— Begin —

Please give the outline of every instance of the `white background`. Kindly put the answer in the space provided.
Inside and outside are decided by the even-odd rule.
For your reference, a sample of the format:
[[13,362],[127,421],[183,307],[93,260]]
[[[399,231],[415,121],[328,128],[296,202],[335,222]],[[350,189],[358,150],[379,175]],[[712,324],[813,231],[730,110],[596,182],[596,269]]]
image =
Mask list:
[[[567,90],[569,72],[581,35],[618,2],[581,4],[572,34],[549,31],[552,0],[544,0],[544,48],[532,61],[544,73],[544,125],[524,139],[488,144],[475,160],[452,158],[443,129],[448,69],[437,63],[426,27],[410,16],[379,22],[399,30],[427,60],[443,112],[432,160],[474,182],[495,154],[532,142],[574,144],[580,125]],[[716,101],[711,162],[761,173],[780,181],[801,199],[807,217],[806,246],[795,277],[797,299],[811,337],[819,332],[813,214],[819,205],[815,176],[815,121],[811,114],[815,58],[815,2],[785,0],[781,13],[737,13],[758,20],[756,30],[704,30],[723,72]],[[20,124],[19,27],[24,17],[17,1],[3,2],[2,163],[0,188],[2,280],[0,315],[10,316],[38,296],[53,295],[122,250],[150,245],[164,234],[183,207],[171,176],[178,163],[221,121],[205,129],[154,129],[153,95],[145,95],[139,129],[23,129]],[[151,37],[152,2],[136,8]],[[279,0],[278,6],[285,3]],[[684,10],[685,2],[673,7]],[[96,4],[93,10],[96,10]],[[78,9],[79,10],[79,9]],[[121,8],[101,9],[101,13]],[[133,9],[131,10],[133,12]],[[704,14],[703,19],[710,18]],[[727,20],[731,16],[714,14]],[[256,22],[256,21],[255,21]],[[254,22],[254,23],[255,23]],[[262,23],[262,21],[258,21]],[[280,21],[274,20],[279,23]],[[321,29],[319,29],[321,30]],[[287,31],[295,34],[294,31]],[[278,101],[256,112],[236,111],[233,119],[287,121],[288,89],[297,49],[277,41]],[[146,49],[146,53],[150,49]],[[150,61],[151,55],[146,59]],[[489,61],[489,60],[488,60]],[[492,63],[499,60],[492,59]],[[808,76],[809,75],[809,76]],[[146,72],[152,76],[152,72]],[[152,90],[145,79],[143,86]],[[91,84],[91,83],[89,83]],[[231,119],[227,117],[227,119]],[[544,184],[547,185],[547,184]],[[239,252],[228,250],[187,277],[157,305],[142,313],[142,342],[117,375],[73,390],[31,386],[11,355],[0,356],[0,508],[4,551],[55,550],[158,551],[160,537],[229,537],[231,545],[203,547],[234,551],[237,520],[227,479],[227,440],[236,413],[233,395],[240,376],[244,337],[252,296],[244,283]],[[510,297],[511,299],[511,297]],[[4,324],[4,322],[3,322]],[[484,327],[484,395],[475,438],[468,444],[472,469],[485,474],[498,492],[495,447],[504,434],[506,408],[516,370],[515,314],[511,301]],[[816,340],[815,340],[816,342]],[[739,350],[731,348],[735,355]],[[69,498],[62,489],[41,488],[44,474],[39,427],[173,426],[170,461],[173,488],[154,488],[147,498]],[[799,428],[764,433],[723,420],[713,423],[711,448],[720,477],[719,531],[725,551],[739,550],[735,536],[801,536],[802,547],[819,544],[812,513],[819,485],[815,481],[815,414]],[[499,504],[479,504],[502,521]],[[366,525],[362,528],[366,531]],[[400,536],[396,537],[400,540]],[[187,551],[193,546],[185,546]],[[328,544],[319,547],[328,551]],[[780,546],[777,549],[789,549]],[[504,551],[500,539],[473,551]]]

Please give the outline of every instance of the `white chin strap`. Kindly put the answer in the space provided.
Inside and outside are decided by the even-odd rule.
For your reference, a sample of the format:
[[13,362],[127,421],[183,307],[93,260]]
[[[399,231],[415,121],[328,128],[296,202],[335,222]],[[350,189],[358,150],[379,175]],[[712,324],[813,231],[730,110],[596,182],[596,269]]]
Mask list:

— End —

Reproduce the material exactly, with every line intact.

Please give the outline of every instance of the `white background`. Kindly put the answer in the space provided.
Inside and outside are decided by the even-odd rule.
For your reference, a sample of the format:
[[13,362],[127,421],[183,307],[93,260]]
[[[399,231],[415,121],[328,128],[296,202],[335,222]],[[350,189],[358,150],[379,175]],[[712,324],[813,231],[730,110],[596,182],[596,269]]]
image =
Mask list:
[[[567,90],[569,72],[581,35],[618,2],[581,4],[572,34],[549,31],[552,0],[544,0],[544,48],[532,61],[544,73],[544,125],[524,139],[488,144],[475,160],[452,158],[443,129],[448,69],[437,63],[426,27],[410,16],[379,22],[399,30],[427,60],[443,112],[432,160],[474,182],[495,154],[532,142],[574,144],[580,125]],[[716,101],[711,162],[761,173],[780,181],[801,199],[807,217],[806,246],[795,277],[797,299],[811,337],[819,332],[813,214],[819,205],[815,176],[815,121],[811,114],[815,58],[815,2],[785,0],[781,13],[737,13],[758,20],[756,30],[704,30],[723,72]],[[20,124],[19,27],[24,17],[17,1],[3,2],[2,163],[0,188],[2,280],[0,315],[10,316],[38,296],[53,295],[122,250],[150,245],[164,234],[183,207],[171,176],[178,163],[221,121],[205,129],[154,129],[153,95],[145,95],[139,129],[23,129]],[[151,37],[152,2],[136,8]],[[279,0],[278,6],[285,3]],[[684,10],[685,2],[673,7]],[[96,4],[93,10],[96,10]],[[78,9],[79,10],[79,9]],[[121,8],[101,9],[101,13]],[[133,9],[131,10],[133,12]],[[704,14],[703,19],[710,18]],[[727,20],[731,16],[714,14]],[[256,22],[256,21],[255,21]],[[254,22],[254,23],[255,23]],[[262,23],[262,21],[258,21]],[[280,21],[274,20],[279,23]],[[321,29],[319,29],[321,30]],[[287,31],[295,34],[294,31]],[[278,101],[256,112],[236,111],[233,119],[287,121],[288,89],[297,49],[277,41]],[[146,49],[146,53],[150,49]],[[150,61],[151,55],[146,59]],[[489,61],[489,60],[488,60]],[[492,63],[499,60],[492,59]],[[808,76],[809,75],[809,76]],[[146,72],[152,76],[152,72]],[[152,90],[145,79],[143,86]],[[91,84],[91,83],[89,83]],[[231,119],[227,117],[227,119]],[[544,184],[547,185],[547,184]],[[239,252],[228,250],[187,277],[157,305],[142,313],[142,342],[117,375],[73,390],[31,386],[11,355],[0,356],[0,508],[4,551],[55,550],[158,551],[160,537],[229,537],[231,545],[203,547],[234,551],[237,520],[227,479],[227,440],[236,413],[233,395],[240,376],[244,337],[252,296],[244,283]],[[510,297],[511,299],[511,297]],[[4,324],[4,322],[3,322]],[[484,327],[484,395],[475,438],[468,444],[472,469],[485,474],[498,492],[495,447],[504,434],[506,408],[516,370],[515,314],[511,301]],[[816,340],[815,340],[816,342]],[[739,350],[731,348],[735,355]],[[69,498],[62,489],[41,488],[44,474],[39,427],[173,426],[170,461],[173,488],[154,488],[147,498]],[[799,428],[764,433],[723,420],[713,423],[711,448],[720,477],[719,531],[725,551],[739,550],[735,536],[801,536],[802,547],[819,544],[812,513],[819,485],[815,481],[815,414]],[[499,504],[479,504],[502,521]],[[366,525],[362,528],[366,531]],[[400,536],[396,537],[400,540]],[[187,551],[193,546],[185,546]],[[328,544],[319,547],[328,551]],[[780,546],[777,549],[789,549]],[[504,551],[500,539],[473,551]]]

Please give the outline of every instance of the `white chin strap`. Kindly put the answer in the space provided.
Inside and outside are decided by the even-odd rule.
For your reference, a sample of the format:
[[13,362],[127,421],[183,307],[93,260]]
[[[399,231],[415,121],[328,128],[296,202],[335,222]],[[350,189],[358,150],[379,175]],[[712,324],[813,231],[730,110],[596,182],[596,269]]]
Mask list:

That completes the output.